Short exercise: Express all of the rows below as a numbered list, leaving out any blank lines.

### Task input ###

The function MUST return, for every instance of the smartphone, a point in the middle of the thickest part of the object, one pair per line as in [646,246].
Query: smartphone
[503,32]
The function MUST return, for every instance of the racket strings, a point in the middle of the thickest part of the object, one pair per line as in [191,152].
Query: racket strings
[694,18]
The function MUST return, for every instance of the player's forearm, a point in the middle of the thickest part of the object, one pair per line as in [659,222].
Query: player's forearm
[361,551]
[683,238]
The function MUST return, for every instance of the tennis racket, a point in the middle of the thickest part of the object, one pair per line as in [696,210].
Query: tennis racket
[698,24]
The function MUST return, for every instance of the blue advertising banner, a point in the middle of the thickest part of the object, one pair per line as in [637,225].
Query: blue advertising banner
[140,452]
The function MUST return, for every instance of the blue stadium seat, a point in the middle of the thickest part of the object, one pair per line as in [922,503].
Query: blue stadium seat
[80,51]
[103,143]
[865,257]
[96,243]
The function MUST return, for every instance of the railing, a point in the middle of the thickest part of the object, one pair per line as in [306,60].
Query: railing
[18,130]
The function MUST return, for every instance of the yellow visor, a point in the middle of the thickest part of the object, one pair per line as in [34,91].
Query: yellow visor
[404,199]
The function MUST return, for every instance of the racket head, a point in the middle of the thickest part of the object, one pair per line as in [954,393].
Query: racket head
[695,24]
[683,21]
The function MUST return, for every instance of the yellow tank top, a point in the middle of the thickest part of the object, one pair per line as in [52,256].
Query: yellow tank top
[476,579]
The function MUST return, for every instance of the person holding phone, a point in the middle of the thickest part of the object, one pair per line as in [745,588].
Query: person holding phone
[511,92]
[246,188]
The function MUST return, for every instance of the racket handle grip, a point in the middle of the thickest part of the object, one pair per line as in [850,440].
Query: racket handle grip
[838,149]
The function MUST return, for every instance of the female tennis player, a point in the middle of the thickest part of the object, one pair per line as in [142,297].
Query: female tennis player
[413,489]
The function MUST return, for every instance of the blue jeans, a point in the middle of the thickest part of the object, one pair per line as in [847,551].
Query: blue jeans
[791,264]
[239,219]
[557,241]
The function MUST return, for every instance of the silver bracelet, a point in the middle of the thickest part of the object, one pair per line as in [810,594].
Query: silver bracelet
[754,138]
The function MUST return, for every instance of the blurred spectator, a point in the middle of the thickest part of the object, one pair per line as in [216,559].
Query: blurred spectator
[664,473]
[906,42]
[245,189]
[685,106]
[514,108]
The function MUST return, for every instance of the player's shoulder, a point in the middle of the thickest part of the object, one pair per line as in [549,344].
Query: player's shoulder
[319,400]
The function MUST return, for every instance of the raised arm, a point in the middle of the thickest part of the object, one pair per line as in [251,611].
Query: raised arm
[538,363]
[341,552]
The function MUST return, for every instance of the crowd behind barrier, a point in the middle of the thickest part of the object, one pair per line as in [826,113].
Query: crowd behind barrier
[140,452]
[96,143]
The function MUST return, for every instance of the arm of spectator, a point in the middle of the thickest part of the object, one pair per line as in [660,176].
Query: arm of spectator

###

Expected output:
1. The function MUST return, for every instance of the smartphone, a point in the middle of the thickest part of the object, one pair per line as in [646,246].
2. Query: smartphone
3. [503,32]
4. The function MUST return, for every instance of the racket strings, a point in the middle of the thickest part of the object, one pair per line as in [191,152].
5. Query: racket strings
6. [694,18]
7. The function MUST return, for every instance of the player's forearm, a point in the middle of the thickest part of the object, one pair per line as in [659,222].
8. Query: player's forearm
9. [361,551]
10. [683,238]
11. The function MUST return, for every instance of the tennis racket, a point in the middle of the thickest part of the object, one pair per line as in [696,210].
12. Query: tennis racket
13. [698,24]
14. The function MUST return, for every instance of the blue advertising banner, a point in the middle of the thickest part of the object, one pair per line as in [637,225].
15. Query: blue advertising banner
16. [140,452]
17. The function MUST return, for every instance of the blue stadium seat, a point in the middle of the thickest part of the object, one pair per line as in [922,503].
18. Query: blue stadium seat
19. [80,51]
20. [103,143]
21. [865,257]
22. [96,243]
23. The function MUST return, for every instance of the railing, a point in the middle of the thickest part of the object, one pair per line as in [306,60].
24. Query: railing
25. [18,130]
26. The function MUST return, for every instance of the yellow visor, a point in the middle of the thickest part of the object, one pair per line as in [34,91].
27. Query: yellow visor
28. [404,199]
29. The function MUST return, for every instance of the racket head, a point in the middle of the thickest part of the object, one pair per line as in [954,393].
30. Query: racket head
31. [695,24]
32. [683,21]
33. The function MUST return, for every instance of the yellow tank top, a point in the middle of the thickest part of the object, one pair per line as in [52,256].
34. Query: yellow tank top
35. [476,579]
36. The function MUST return, for every instance of the person holding phone, a point in the middle of the thickest part of the object, one pair per line as in [745,588].
37. Query: person holding phone
38. [511,92]
39. [246,188]
40. The function MUST return, for every instance of the racket handle grip, a point in the middle of the thickest part of the object, one pair per line as in [850,440].
41. Query: racket handle grip
42. [838,149]
43. The function MUST return, for every instance of the female tennis player, a point in the middle of the thickest part of the object, one pair per line as in [142,297].
44. Query: female tennis player
45. [413,489]
46. The function MUST return, for every instance of the blue jeans, a point in the middle of the thickest part of the object, one pair per line as in [847,551].
47. Query: blue jeans
48. [791,264]
49. [239,219]
50. [557,241]
51. The function MUST return, for every instance of the silver bracelet, a point in the middle of the thickest part of the object, one pair per line as in [810,594].
52. Query: silver bracelet
53. [754,138]
54. The function MUST return, for every instance of the blurred spectator, a point in the middle of the thickest part of the object, one pair per line as in [216,559].
55. Query: blurred spectator
56. [664,473]
57. [906,42]
58. [245,189]
59. [685,106]
60. [514,108]
61. The function MUST return, for every instance of the player's shoulder, a point in the middle of the thickest part of the object, one pair per line as in [549,344].
62. Query: player's shoulder
63. [319,400]
64. The function MUST return, for every instance of the raised arm, a point in the middle of the thickest part of the object, one pair per line as in [251,611].
65. Query: raised arm
66. [538,363]
67. [341,552]
68. The function MUST return, for every instance of the crowd behind barrier, a point in the middle of the thickest part of the object, one pair per line as in [826,113].
69. Query: crowd behind barrier
70. [140,452]
71. [96,143]
72. The function MUST return, for every instance of the arm of spectator, a point in the middle of the thickest part of the object, one pair per line as in [660,176].
73. Query: arm of spectator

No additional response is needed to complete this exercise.